Put every line of the rows below into a JSON list of strings, one string per line, leaving out any blank lines.

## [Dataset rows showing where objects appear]

%%

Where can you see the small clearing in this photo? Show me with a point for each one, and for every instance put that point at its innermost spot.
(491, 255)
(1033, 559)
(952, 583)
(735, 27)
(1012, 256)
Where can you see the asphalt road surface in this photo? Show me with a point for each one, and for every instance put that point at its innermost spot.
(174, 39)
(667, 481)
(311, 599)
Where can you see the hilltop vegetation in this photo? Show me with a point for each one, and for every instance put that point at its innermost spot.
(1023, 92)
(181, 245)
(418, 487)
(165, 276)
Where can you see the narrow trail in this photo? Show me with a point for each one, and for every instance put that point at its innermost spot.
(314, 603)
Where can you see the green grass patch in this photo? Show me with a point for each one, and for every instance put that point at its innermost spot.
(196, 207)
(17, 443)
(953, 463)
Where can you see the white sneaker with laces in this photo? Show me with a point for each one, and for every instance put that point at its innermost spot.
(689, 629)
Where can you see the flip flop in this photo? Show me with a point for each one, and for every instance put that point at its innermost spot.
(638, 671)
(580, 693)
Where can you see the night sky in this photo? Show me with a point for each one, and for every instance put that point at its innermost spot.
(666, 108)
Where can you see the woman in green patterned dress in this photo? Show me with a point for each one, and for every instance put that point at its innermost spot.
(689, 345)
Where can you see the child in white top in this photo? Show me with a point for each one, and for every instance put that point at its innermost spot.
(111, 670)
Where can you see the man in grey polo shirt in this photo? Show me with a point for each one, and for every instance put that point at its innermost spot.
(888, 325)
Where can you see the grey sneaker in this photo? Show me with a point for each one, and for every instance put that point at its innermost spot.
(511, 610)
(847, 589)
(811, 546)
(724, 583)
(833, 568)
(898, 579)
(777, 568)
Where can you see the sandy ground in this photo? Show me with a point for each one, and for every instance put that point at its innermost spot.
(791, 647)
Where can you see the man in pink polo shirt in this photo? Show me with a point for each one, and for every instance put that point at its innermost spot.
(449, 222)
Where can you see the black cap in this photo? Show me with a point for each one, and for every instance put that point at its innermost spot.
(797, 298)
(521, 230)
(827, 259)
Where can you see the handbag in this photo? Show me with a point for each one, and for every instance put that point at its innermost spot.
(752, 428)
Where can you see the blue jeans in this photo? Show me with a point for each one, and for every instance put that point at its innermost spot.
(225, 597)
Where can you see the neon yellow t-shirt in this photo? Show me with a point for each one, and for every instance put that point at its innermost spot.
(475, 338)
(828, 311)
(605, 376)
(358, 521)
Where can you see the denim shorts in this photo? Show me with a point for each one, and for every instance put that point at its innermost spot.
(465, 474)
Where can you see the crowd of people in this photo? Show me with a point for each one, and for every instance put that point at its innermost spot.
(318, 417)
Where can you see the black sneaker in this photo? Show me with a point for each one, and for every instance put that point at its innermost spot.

%%

## [Response below]
[
  "Where can you see the small clearing in this photo? Show me with a point for each one, and for every instance put that point at its innermost spot.",
  "(491, 255)",
  "(1033, 559)",
  "(952, 583)",
  "(735, 27)",
  "(1012, 256)",
  "Where can you see the asphalt road surface in this photo? Show me with a point for each one, and for every instance put that point at its innermost spot.",
  "(174, 39)",
  "(667, 481)",
  "(311, 599)",
  "Where can you see the hilltop vegetation in this photo? Show me with a point for each one, and for every instance put that point at its innermost spot.",
  "(1023, 92)",
  "(181, 245)",
  "(418, 487)",
  "(165, 276)",
  "Where can you see the narrow trail in this photo? Show me with a point for each one, and for every instance put that point at its innermost spot.",
  "(314, 603)",
  "Where can you see the green grass patch in this photo? Show me with a point for each one, and for every instance put that point at its innermost spot.",
  "(196, 207)",
  "(17, 443)",
  "(953, 463)",
  "Where can you see the white sneaker with laces in this photo? Show me with a point for each one, and for every instance put that point at its innermost spot.",
  "(689, 629)",
  "Where can you see the flip flop in this photo? Show me with a point for each one, and for every instance put that point at its innermost spot.",
  "(638, 671)",
  "(580, 693)",
  "Where can you see the night sky in this photo? Show me with a point for each one, and for every instance put that point at its innermost spot.",
  "(666, 108)",
  "Where can you see the woman in green patterned dress in this photo? Show me with a point for each one, and for every instance put that point at its innermost spot.",
  "(689, 345)",
  "Where can you see the child in white top in this photo? Show me with a point for each one, and for every instance put that point at its innermost spot.",
  "(111, 670)",
  "Where can you see the man in grey polo shirt in this photo? Show me with a point for each one, and for every instance put that point at its innermost spot.",
  "(888, 325)",
  "Where can you see the grey sneaker in this photo? Show me with a point for each one, and for every instance put that point at its innermost spot.",
  "(511, 610)",
  "(847, 589)",
  "(811, 546)",
  "(724, 583)",
  "(833, 568)",
  "(898, 579)",
  "(777, 568)",
  "Where can you see the sandy ground in this photo? Show me with a point for each one, and for every instance put that point at its innermost spot.",
  "(791, 647)",
  "Where can you see the man in pink polo shirt in this photo? Show me with a point for each one, and for every instance put that point at its innermost spot.",
  "(449, 222)",
  "Where can you see the black cap in this photo? Show me with a point for each one, and for every instance put that point at its innermost spot.",
  "(797, 298)",
  "(521, 230)",
  "(827, 259)",
  "Where can you see the handbag in this photo? Show me with a point for each one, and for every instance put that point at its innermost spot.",
  "(752, 428)",
  "Where can you see the blue jeans in this photo? Show me with a point for each one, and for every instance put that point at its innermost spot.",
  "(225, 597)",
  "Where can you see the neon yellow t-shirt in this photo? Show me with a point for each one, and for every instance put that point at its innermost spot.",
  "(475, 338)",
  "(828, 311)",
  "(605, 376)",
  "(358, 521)",
  "Where can you see the denim shorts in this photo? Show me with a point for each one, and for every instance put that point at its innermost spot.",
  "(465, 474)",
  "Where can you see the crowd of people in this photo? Show me with a point for each one, and for every instance put that point at its innermost spot.",
  "(318, 417)",
  "Where can you see the black sneaker in this photo? Show me with a point for each one, and for every instance put that point at its innermost spot."
]